_Qué se pide_. Prosigue el texto sobre la penalización del negacionismo en Alemania a partir de su última oración.

_Texto proporcionado_.
━━━━━━━━
En Alemania sucedió y en buena medida aún sucede una discusión semejante. Los defensores de la supuesta “libertad” de expresión (entre los que se cuentan los neonazis, aunque también historiadores como Ernst Nolte, que pretende que los alemanes vuelvan a sentir “orgullo“ de su identidad) sostienen que al criminalizar el negacionismo del horror nazi, se atenta contra su propia “libertad” de expresar su “opinión” o “pensamiento”. El Estado alemán, y gran parte de la sociedad civil, incluyendo a los grandes partidos, por el contrario, entienden que el negacionismo es un germen veloz en sociedades que se acercan peligrosamente a la xenofobia, como la europea. La penalización del negacionismo pretende ponerle un límite a la mentira, por más que la misma puede ser expresada libremente como una “opinión” o defendida como un pensamiento.
━━━━━━━━
_Entradas almacenadas_.
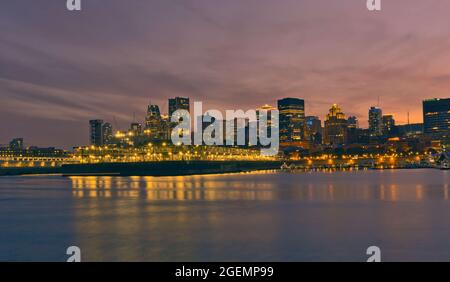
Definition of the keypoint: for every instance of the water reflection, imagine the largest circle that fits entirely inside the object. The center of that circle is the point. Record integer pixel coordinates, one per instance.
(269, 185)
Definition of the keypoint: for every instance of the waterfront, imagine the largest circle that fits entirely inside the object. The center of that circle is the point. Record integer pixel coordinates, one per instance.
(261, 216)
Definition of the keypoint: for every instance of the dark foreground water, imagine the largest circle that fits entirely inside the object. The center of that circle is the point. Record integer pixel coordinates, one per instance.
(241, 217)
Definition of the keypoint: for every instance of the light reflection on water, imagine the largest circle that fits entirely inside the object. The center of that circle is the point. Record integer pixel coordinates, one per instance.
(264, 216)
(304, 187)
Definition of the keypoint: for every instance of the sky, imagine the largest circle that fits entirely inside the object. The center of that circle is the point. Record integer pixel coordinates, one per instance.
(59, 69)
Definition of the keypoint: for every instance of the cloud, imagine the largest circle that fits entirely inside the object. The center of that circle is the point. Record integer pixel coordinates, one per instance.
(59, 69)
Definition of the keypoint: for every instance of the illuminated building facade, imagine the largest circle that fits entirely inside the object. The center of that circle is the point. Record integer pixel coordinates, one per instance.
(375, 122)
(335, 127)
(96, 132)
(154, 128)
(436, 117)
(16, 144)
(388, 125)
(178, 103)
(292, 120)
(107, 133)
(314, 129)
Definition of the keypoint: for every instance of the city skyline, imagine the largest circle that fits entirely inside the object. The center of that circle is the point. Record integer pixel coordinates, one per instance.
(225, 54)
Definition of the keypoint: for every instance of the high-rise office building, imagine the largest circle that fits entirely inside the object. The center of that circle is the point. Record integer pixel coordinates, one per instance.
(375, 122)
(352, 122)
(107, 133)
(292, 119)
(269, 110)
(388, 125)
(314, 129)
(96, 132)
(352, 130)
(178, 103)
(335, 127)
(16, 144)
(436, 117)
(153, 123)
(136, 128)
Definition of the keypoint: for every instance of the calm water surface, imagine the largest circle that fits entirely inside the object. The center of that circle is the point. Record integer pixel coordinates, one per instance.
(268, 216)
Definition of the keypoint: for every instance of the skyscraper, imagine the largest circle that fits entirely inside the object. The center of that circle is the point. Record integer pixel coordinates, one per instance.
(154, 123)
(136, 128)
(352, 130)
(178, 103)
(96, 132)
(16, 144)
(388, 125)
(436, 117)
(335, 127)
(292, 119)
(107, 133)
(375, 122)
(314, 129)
━━━━━━━━
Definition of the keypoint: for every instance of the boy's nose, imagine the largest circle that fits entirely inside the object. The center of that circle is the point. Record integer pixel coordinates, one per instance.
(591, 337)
━━━━━━━━
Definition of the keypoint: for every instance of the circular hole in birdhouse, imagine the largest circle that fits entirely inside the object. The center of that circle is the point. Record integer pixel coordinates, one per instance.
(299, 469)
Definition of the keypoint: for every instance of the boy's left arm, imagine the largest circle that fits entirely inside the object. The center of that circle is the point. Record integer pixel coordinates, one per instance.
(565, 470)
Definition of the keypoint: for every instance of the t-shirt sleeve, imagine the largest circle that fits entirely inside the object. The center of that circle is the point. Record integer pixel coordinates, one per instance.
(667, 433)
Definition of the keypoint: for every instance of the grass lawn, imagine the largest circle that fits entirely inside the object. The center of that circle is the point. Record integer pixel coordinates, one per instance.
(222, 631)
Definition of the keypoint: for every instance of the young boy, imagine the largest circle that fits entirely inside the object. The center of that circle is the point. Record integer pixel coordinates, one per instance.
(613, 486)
━━━━━━━━
_Resultado obtenido_.
El desafío del derecho al penalizar el negacionismo, es ponerle un limite a la mentira, para que el horror no encuentre nuevamente un suelo fértil en el cual crecer: la ignorancia que la penalización combate. Los pueblos que desconocen su pasado, están condenados a repetirlo. Con la convicción de que el horror nazi no debe volver a repetirse, es que el Estado alemán ha propuesto penalizar a quienes lo desconozcan (como parte de sus tareas pedagógicas), no porque pretenda censurar la libertad de pensamiento de nadie, sino por el efecto que esas mentiras pueden tener en el resto de la población. De hecho, el nazismo se basó en la propaganda basada en mentiras. Si esa libertad hubiera estado acotada, las mentiras expandidas (como opinión “libre”) por el nazismo habrían encontrado un límite. El límite que precisamente el Estado alemán (por eso los modelos de posguerra se denominan democracias constitucionales) traza con la criminalización del negacionismo, medida que comparte con Francia.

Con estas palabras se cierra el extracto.